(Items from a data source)
## start

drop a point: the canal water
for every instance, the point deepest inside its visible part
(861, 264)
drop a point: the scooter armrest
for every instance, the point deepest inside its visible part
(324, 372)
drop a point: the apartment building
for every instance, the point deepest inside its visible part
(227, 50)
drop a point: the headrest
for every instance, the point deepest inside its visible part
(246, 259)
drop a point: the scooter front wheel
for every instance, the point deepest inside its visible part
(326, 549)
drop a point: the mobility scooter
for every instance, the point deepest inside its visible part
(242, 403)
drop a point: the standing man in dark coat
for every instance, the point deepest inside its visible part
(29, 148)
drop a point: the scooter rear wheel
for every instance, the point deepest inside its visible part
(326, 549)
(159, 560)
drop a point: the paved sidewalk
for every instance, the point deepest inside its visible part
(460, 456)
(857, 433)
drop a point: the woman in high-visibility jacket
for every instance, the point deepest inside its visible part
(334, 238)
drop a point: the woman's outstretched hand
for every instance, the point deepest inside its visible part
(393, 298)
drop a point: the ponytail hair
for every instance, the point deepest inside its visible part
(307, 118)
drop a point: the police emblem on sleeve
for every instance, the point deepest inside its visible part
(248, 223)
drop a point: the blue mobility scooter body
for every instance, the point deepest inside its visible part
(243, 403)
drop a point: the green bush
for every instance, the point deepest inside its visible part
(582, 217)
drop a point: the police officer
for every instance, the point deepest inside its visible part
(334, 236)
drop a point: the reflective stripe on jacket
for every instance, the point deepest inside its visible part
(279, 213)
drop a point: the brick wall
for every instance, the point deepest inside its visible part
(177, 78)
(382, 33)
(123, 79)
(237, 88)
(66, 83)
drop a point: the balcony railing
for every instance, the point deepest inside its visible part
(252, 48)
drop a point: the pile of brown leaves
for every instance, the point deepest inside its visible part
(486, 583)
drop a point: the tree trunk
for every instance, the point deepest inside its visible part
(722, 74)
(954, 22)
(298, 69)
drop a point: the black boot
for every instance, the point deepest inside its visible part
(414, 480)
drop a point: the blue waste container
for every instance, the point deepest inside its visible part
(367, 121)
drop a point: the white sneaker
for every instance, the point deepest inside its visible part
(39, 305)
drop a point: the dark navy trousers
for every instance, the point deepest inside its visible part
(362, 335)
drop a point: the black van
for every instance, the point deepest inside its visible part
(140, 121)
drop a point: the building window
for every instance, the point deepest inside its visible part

## end

Could you write out the listing above again, swapping every "drop a point" for "mark a point" and keeping everything else the same?

mark a point: the canal water
for every instance, the point deepest inside its visible part
(861, 264)
mark a point: the scooter armrest
for every instance, the point deepest inside its visible part
(324, 372)
mark a point: the apartment building
for every instance, the point deepest inside its visible part
(227, 50)
mark a point: the headrest
for every instance, the point deepest inside its visible part
(246, 259)
mark a point: the scooter front wheel
for every instance, the point deepest inside its visible part
(326, 549)
mark a point: the mobility scooter
for every instance, the point deepest inside its visible part
(242, 403)
mark a point: the standing man in dark coat
for every instance, the point deepest inside its visible part
(29, 148)
mark a point: the scooter rear wheel
for every instance, the point deepest inside its visible part
(326, 549)
(159, 560)
mark a point: the paved sidewalk
for every instance, the point deepest inside its visible part
(460, 456)
(857, 433)
mark a point: the woman in high-visibility jacket
for every instance, the point deepest inside its visible part
(334, 238)
mark a point: the woman's outstretched hand
for every instance, the point deepest inside its visible part
(393, 298)
mark a point: the ponytail hair
for every instance, the point deepest inside its visible part
(307, 118)
mark a point: the police emblem on sleeve
for every instance, the point deepest inside its visible part
(248, 223)
mark a point: the blue mobility scooter body
for every instance, the point deepest inside its visible part
(243, 403)
mark a point: the green bush
for every instance, the point deepest inside its visible part
(582, 217)
mark a point: the police officer
for every instance, the point deepest inside its visible part
(334, 236)
mark a point: the reflective stripe on jacket
for every instance, the point deepest inside its visible part
(279, 213)
mark a point: the brick wall
for every instance, the point deepest inside its visible part
(177, 78)
(382, 33)
(123, 79)
(237, 88)
(66, 83)
mark a point: the balcony railing
for every instance, the point deepest inside its visible part
(252, 48)
mark a point: the pile of brown leaves
for every instance, the point deepest inside its visible part
(486, 583)
mark a point: the tree trunk
for every instance, the point deepest inside its visible part
(722, 74)
(954, 22)
(298, 69)
mark a point: the black boot
for every instance, the point deepest inside its visible part
(414, 480)
mark a point: the blue waste container
for every instance, the point deepest inside its visible part
(367, 121)
mark a point: the white sneaker
for every instance, the point deepest inside its visible part
(39, 305)
mark a point: the dark navy trousers
for every instance, the point deepest inside its visible part
(362, 335)
mark a point: the black van
for every instance, the point deepest inside its visible part
(140, 121)
mark a point: the building window
for every instance, the point deepest inside its visible part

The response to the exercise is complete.